* **INPUT DATA**
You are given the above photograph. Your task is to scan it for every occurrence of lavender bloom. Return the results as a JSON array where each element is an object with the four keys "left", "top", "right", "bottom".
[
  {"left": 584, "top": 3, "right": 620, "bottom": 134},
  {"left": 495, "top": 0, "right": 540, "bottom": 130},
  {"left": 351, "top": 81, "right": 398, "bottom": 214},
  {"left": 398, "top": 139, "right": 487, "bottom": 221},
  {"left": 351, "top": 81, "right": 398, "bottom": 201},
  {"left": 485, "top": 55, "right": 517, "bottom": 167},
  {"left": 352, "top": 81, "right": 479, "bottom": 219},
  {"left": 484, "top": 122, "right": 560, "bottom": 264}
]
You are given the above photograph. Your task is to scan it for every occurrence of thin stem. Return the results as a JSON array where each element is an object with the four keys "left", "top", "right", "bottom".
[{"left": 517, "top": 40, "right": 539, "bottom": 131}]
---
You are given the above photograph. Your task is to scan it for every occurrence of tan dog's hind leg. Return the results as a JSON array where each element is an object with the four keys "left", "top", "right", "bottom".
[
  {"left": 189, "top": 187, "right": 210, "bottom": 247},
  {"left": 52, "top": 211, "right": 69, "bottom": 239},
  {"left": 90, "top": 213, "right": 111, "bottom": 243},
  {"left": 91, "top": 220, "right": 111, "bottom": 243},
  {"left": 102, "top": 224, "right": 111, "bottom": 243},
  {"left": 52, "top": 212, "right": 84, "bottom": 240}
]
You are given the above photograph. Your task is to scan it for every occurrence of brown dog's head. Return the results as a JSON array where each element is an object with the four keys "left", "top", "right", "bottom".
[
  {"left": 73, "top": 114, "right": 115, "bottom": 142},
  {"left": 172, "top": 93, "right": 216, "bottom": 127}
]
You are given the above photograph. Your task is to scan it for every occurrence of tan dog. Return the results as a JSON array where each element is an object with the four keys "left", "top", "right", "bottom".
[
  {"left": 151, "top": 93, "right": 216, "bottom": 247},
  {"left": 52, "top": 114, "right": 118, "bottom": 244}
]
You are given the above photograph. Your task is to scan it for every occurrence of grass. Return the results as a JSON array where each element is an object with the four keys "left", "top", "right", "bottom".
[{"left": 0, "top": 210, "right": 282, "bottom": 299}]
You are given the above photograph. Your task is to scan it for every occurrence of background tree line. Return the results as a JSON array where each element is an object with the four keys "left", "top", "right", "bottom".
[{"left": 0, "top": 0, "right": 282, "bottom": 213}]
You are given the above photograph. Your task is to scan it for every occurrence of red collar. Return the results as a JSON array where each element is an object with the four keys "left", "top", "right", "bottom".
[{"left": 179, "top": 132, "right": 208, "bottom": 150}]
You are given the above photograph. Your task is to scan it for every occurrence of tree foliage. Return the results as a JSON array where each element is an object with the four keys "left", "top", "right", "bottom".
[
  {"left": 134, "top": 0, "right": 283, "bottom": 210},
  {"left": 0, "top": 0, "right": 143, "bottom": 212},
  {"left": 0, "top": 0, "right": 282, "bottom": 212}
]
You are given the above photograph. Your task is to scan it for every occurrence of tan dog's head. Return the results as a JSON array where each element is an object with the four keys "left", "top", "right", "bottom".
* * *
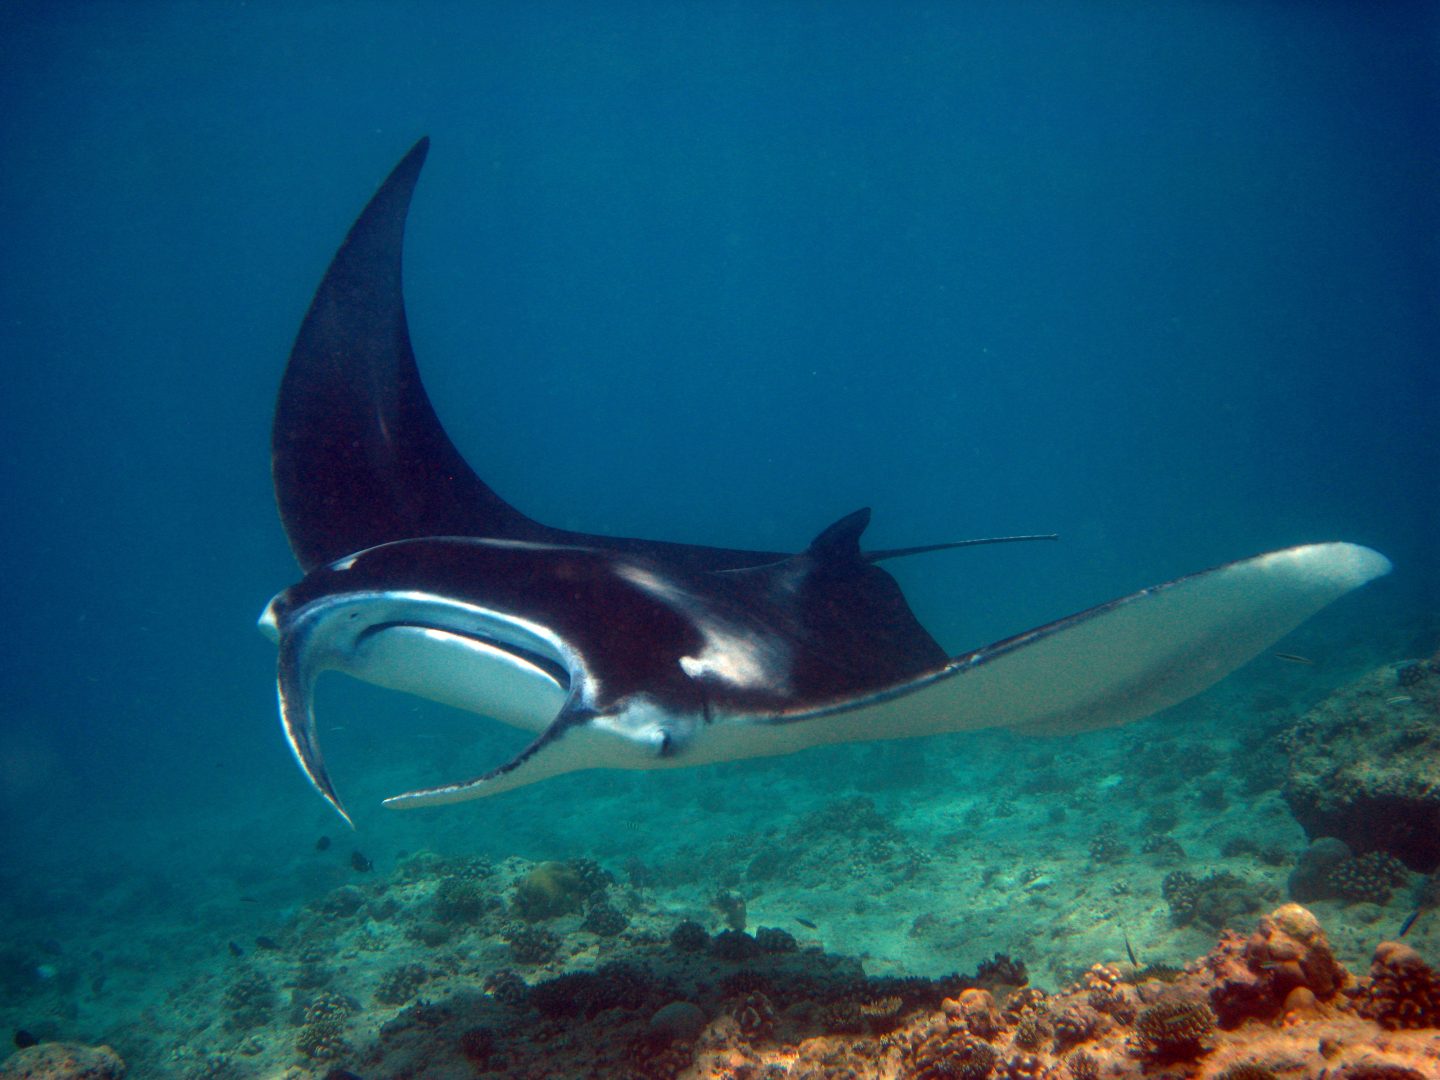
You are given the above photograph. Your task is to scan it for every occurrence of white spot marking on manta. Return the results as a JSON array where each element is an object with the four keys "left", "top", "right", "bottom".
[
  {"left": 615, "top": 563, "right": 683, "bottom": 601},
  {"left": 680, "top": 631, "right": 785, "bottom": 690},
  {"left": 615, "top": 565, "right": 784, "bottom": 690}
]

* **WORK TO BE COMPLETED**
The lines above starting at the one that contains "occurrence of tree" and ending at the one that contains "tan dog's head." must be transcribed exactly, and no other lines may appear.

* **TASK RESULT**
You are given the above photograph. Your task is to scan it for every occurrence of tree foliage. Return the results as a JSON array where each element is an object with the four keys "left", "top", "right", "bottom".
[
  {"left": 134, "top": 0, "right": 283, "bottom": 210},
  {"left": 0, "top": 0, "right": 143, "bottom": 212},
  {"left": 0, "top": 0, "right": 282, "bottom": 212}
]
You are given the above photograph. Your task is to scan it for every occurrence of tan dog's head. Return the results as a JSON array where each element is an object with the four keys "left", "top", "right", "bottom".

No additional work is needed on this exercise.